§ **TASK TO CARRY OUT**: Rewrite the data below, swapping "flowering bush" for "shrub in bloom" and keeping everything else the same. Omit the pictures from your answer.

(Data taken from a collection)
-*-*-
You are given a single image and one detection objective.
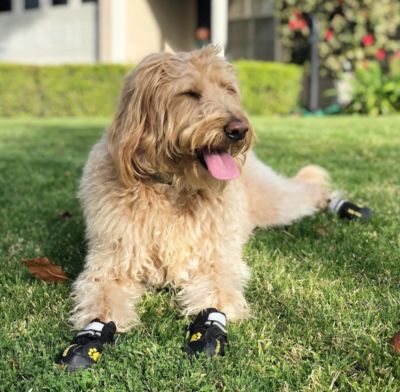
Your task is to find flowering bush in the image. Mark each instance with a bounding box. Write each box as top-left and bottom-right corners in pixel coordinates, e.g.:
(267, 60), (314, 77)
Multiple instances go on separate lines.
(275, 0), (400, 76)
-*-*-
§ **TASK OUTPUT**:
You are given a single image and one detection objective.
Your task is to find shrub in bloom in the image. Mark each instance with a bounding box. Write each box as top-left and bottom-right corners in pixel coordinates, e.g.:
(267, 60), (314, 77)
Multiple instances go on separate lines.
(275, 0), (400, 76)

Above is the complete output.